Render these lines as a numbered list, leaving out the blank lines.

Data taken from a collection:
-=-=-=-=-
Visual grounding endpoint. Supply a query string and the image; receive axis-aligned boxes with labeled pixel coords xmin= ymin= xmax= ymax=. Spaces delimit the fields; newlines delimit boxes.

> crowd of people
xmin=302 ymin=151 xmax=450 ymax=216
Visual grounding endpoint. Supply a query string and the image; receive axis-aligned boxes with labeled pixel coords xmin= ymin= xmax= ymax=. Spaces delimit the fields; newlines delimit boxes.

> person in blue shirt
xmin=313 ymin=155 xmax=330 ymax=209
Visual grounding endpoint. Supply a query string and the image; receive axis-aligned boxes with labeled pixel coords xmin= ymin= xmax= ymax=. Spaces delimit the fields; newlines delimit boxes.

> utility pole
-=-=-=-=-
◆ **SOLUTION TO THE EXERCISE**
1. Visual grounding endpoint. Supply a query string and the image; receive axis-aligned boxes with labeled pixel coords xmin= ymin= xmax= ymax=. Spaces delimit the fields; newlines delimit boxes.
2. > crowd of people
3. xmin=302 ymin=151 xmax=450 ymax=216
4. Visual grounding endpoint. Supply a query string and the image; receive axis-aligned boxes with labeled pixel coords xmin= ymin= xmax= ymax=. Spaces delimit the fields; newlines delimit boxes.
5. > person in blue shirt
6. xmin=313 ymin=155 xmax=330 ymax=209
7. Visual grounding endpoint. Supply a query string and the image; receive axis-aligned boxes with labeled pixel coords xmin= ymin= xmax= ymax=. Spaces delimit the fields; newlines delimit boxes.
8. > utility pole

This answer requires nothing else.